— start —
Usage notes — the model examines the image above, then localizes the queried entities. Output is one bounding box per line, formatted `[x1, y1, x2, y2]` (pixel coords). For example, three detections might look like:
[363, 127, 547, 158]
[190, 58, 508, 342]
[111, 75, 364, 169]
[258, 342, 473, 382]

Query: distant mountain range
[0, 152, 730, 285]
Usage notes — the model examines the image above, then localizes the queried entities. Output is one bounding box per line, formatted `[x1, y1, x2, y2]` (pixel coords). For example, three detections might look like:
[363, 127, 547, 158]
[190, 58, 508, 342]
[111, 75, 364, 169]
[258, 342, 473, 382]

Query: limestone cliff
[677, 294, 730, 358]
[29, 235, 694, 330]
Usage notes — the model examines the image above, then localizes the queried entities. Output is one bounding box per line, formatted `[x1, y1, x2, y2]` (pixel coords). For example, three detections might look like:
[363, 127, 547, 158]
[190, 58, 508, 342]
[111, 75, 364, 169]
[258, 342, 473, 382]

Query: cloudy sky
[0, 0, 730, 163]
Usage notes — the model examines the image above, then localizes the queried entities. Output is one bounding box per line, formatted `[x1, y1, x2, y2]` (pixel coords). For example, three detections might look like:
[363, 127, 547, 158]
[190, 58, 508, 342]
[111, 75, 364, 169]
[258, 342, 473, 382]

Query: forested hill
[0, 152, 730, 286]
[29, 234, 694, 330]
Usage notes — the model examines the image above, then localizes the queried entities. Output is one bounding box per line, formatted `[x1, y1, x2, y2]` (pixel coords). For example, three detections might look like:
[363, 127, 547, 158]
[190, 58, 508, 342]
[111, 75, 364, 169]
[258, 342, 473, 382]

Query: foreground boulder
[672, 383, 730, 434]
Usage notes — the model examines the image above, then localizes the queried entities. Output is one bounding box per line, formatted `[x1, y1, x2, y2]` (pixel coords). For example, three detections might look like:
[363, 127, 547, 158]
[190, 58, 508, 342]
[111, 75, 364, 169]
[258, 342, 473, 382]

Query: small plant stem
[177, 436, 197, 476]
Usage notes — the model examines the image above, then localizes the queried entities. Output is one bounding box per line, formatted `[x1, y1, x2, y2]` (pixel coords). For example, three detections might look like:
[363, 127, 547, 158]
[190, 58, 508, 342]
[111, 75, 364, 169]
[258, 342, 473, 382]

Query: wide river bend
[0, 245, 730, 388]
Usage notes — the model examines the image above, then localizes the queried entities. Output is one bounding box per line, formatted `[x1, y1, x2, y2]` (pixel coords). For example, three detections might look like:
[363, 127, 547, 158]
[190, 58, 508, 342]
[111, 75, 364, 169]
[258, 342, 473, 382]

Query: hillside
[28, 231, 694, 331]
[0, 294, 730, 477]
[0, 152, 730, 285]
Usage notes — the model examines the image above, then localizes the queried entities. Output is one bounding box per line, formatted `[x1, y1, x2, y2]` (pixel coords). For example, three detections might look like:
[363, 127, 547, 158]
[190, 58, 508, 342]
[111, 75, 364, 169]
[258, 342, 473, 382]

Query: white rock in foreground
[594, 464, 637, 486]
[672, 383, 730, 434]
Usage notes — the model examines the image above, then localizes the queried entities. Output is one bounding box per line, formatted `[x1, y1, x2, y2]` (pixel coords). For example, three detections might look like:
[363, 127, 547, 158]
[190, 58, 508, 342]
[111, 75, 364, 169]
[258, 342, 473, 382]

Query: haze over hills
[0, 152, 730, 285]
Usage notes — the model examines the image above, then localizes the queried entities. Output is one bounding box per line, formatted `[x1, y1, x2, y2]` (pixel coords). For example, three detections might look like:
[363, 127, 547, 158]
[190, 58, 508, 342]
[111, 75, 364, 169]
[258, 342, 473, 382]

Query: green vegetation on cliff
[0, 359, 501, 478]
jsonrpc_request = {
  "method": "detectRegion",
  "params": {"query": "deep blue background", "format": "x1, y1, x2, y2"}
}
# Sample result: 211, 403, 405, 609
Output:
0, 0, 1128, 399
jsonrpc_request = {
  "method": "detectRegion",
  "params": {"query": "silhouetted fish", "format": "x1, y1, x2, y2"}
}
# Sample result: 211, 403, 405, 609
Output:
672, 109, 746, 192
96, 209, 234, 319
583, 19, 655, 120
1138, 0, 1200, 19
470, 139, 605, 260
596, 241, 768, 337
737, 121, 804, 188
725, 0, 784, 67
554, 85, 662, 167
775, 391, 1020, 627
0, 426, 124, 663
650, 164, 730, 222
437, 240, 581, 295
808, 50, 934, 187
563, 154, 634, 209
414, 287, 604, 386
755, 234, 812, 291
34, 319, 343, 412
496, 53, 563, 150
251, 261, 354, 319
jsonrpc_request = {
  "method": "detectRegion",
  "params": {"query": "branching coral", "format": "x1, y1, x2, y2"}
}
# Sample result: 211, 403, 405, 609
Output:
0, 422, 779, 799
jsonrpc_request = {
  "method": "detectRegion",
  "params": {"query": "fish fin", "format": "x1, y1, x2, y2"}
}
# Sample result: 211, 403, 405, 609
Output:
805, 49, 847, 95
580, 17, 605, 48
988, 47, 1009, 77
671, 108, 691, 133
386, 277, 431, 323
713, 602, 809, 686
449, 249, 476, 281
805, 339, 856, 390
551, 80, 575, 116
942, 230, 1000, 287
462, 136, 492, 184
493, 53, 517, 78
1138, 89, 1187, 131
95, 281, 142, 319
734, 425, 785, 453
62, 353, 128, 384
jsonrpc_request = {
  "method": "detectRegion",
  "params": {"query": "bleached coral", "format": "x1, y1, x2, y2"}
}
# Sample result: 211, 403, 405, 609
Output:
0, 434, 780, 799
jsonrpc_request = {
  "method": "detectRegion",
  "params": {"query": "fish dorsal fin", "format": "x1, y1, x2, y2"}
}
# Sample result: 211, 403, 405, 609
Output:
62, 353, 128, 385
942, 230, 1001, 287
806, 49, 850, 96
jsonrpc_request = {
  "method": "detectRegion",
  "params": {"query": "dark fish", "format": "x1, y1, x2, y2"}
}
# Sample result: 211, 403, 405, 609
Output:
— end —
Find every line in the records that contains the word "fish", matching case exactly, and copy each such line.

  "params": {"query": "silhouetted fish", "format": "x1, y1, x2, y2"}
  "params": {"query": "fish fin", "format": "x1, y1, x2, y2"}
  "params": {"query": "fish dorsal fin", "format": "x1, y1, x2, y2"}
  "params": {"query": "dark fish", "format": "x1, y1, x2, y2"}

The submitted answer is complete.